[Problem description]: Swap every "instance" in the lines below for "occurrence", and give the lines again with nothing else altered.

[Extracted data]:
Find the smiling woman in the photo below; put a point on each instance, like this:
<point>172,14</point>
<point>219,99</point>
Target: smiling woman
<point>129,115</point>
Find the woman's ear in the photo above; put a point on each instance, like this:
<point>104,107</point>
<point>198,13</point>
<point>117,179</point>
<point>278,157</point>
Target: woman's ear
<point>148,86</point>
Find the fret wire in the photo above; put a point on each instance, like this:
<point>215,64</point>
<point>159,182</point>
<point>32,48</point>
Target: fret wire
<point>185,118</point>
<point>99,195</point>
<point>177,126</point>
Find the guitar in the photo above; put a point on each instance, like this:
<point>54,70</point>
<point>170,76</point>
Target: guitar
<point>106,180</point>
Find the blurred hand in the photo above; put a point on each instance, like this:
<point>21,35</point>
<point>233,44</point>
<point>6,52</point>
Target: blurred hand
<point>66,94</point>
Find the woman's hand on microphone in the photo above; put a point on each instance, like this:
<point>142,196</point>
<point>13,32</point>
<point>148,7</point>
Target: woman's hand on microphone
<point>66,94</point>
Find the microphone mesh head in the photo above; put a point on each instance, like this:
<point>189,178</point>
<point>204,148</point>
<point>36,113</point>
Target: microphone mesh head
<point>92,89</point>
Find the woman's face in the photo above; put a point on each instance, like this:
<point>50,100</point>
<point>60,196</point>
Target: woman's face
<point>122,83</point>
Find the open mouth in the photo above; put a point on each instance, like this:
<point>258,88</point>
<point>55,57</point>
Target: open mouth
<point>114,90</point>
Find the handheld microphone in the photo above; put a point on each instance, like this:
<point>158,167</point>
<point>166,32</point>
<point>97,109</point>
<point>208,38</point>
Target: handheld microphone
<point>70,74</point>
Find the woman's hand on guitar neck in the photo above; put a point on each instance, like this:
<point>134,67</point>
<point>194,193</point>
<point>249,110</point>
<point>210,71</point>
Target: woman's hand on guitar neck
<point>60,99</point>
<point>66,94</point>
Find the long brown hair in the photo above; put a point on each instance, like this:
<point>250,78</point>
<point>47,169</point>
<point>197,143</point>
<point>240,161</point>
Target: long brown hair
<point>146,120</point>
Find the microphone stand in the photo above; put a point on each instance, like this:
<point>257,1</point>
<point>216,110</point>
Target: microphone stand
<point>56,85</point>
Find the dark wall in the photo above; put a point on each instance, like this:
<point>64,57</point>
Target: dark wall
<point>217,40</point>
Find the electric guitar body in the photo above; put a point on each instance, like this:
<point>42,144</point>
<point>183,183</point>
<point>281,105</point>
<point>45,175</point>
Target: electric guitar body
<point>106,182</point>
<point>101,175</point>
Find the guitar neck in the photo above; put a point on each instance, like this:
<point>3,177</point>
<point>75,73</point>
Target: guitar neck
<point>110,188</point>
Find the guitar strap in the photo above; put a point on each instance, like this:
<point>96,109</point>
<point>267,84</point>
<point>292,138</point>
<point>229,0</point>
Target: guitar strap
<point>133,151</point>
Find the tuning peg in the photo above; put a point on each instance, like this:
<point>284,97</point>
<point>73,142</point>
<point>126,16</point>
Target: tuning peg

[Correct output]:
Find the smiling woman in the photo below; put a point on each occurrence, like this:
<point>172,14</point>
<point>219,99</point>
Target: smiling woman
<point>129,115</point>
Find the woman's ear in the photo above; put a point on each occurrence, like this:
<point>104,107</point>
<point>198,13</point>
<point>117,179</point>
<point>278,157</point>
Target: woman's ear
<point>148,86</point>
Find the fret wire in the photo above; put a point on each occurrence, like this:
<point>215,64</point>
<point>159,182</point>
<point>32,48</point>
Target: fret wire
<point>185,118</point>
<point>99,195</point>
<point>177,126</point>
Find the guitar in the photo above; put a point on each occurrence, like this:
<point>54,70</point>
<point>170,76</point>
Target: guitar
<point>106,180</point>
Find the blurred hand in the photo above; put a point on each occurrence, like this:
<point>21,35</point>
<point>233,44</point>
<point>6,52</point>
Target: blurred hand
<point>66,94</point>
Find the woman's hand on microphone in the photo above; put a point on each occurrence, like this:
<point>142,196</point>
<point>13,32</point>
<point>148,7</point>
Target: woman's hand on microphone
<point>66,94</point>
Find the microphone mesh head in the photo above; put a point on each occurrence, like this:
<point>189,178</point>
<point>204,148</point>
<point>36,113</point>
Target: microphone mesh head
<point>92,89</point>
Find the woman's face in the photo above; put a point on each occurrence, like this:
<point>50,100</point>
<point>60,196</point>
Target: woman's face
<point>122,83</point>
Find the open mouth in the photo above; put a point on each occurrence, like this:
<point>258,88</point>
<point>55,57</point>
Target: open mouth
<point>114,90</point>
Find the handheld microphone in the photo above; put a point on each occurrence, like this:
<point>158,167</point>
<point>166,32</point>
<point>97,109</point>
<point>208,38</point>
Target: handheld microphone
<point>70,74</point>
Find the woman's hand on guitar neck in the photo above; put a point on each occurrence, like this:
<point>134,67</point>
<point>194,193</point>
<point>249,110</point>
<point>210,71</point>
Target: woman's hand on guitar neck
<point>60,99</point>
<point>66,94</point>
Find the long brown hair in the photo above; put a point on each occurrence, like this:
<point>250,78</point>
<point>47,169</point>
<point>197,143</point>
<point>240,161</point>
Target: long brown hair
<point>146,120</point>
Find the microphone stand in the photo above; put a point on each occurrence, like this:
<point>257,1</point>
<point>216,110</point>
Target: microphone stand
<point>56,85</point>
Find the dark wall in the photo above; put a point on each occurrence, like this:
<point>64,57</point>
Target: dark wall
<point>217,40</point>
Find the electric guitar body in the photo above; put a point on each occurrence, like this:
<point>42,144</point>
<point>183,183</point>
<point>281,105</point>
<point>45,175</point>
Target: electric guitar body
<point>106,182</point>
<point>101,175</point>
Find the guitar neck in the photo above; put a point on each occurrence, like this:
<point>3,177</point>
<point>75,73</point>
Target: guitar neck
<point>110,188</point>
Find the guitar strap in the photo above; put a point on each occurrence, like this:
<point>96,109</point>
<point>267,84</point>
<point>292,138</point>
<point>229,0</point>
Target: guitar strap
<point>133,151</point>
Find the tuning peg in the photo above; put a point on each occurrence, like this:
<point>284,97</point>
<point>73,142</point>
<point>126,16</point>
Target: tuning peg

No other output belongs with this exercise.